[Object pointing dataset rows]

══════════════════════════════

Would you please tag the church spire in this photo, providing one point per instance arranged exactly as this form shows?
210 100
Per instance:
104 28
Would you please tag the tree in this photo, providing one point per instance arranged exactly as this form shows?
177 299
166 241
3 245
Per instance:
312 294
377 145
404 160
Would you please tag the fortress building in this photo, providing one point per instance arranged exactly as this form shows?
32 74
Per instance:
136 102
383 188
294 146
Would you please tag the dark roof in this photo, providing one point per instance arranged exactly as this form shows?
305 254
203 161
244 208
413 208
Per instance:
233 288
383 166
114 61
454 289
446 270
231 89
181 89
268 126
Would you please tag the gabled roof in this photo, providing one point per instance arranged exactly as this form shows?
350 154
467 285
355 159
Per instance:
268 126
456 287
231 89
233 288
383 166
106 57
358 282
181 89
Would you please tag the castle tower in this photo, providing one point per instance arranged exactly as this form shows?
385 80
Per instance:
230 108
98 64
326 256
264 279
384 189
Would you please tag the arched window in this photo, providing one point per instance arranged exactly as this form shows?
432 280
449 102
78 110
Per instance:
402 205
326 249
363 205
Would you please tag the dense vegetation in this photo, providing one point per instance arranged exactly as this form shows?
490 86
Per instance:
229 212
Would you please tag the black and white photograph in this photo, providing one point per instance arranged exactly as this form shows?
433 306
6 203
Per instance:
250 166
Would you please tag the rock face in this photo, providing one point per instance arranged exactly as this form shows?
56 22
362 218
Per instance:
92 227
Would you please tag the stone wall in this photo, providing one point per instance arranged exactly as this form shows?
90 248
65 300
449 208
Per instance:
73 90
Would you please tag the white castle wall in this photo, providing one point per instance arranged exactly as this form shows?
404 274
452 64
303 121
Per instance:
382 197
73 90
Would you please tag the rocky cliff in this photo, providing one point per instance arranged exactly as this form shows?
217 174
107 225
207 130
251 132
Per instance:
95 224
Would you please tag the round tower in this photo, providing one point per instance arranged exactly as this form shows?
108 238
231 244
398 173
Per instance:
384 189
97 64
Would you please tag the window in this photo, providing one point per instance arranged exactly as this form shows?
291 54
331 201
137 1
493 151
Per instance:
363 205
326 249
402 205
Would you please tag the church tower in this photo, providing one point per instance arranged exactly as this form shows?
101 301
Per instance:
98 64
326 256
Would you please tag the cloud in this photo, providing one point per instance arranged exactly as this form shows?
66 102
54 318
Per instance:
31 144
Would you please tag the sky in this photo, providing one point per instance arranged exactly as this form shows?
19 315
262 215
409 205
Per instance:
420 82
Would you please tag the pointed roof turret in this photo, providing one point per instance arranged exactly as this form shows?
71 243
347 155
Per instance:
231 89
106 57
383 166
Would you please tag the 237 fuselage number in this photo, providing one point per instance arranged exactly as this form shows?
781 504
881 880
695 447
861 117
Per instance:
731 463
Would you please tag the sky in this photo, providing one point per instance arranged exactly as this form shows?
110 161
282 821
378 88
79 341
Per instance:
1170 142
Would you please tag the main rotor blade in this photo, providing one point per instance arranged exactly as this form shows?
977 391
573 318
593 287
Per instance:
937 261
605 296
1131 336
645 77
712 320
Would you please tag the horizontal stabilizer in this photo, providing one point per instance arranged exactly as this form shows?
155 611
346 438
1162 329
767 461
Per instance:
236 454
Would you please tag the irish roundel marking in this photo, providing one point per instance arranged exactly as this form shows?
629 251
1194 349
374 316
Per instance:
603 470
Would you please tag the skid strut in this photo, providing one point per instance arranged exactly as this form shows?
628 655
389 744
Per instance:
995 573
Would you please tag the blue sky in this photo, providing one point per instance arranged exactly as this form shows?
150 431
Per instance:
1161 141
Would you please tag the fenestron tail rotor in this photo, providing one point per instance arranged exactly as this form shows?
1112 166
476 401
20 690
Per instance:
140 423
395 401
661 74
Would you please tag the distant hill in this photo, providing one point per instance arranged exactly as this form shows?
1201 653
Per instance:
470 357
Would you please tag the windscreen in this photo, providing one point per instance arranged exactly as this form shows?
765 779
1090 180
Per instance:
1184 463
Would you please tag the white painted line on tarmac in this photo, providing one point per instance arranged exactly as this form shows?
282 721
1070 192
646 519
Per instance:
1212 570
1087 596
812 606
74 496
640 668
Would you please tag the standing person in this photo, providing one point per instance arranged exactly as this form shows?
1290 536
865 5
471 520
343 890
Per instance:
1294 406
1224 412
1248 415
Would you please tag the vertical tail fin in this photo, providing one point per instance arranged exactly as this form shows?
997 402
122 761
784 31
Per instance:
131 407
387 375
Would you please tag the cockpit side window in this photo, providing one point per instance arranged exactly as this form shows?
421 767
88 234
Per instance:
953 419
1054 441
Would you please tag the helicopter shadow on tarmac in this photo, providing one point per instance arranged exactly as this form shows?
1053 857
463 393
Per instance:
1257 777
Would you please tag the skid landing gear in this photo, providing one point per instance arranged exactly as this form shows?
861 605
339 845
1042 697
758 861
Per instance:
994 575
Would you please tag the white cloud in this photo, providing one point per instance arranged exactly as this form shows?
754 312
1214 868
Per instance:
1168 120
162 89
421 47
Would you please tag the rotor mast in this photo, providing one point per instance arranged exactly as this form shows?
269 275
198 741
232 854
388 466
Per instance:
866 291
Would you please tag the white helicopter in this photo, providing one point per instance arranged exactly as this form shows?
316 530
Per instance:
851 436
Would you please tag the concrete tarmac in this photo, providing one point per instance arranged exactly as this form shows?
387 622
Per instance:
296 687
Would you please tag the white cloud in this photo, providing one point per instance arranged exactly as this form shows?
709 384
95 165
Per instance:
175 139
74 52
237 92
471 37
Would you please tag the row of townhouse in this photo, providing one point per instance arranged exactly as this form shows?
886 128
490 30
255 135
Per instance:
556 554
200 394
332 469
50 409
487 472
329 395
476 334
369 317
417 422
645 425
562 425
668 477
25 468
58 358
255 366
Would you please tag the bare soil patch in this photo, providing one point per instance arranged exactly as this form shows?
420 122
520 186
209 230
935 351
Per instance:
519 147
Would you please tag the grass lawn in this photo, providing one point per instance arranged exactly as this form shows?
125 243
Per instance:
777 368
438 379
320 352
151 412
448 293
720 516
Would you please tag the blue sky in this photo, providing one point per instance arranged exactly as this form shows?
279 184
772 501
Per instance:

══════════════════════════════

- **Directions for this task**:
Take the line holding "Would you please tag the bare" and all lines after it through the end of the data, and set them down exactly.

- **In response**:
Would you please tag the bare soil patch in this photo, providing one point per instance arranged exactly as this form shows?
420 122
520 186
209 230
935 351
Per instance:
519 147
Would you please tag the grass lawn in this photo, providing one point per instance arranged exactly as this form shows?
125 243
Per instance:
777 368
438 379
320 352
151 412
448 293
720 516
Would you please tag the blue sky in this photo, providing one point per instance arranged exactly as this form shows?
279 184
772 501
Per instance:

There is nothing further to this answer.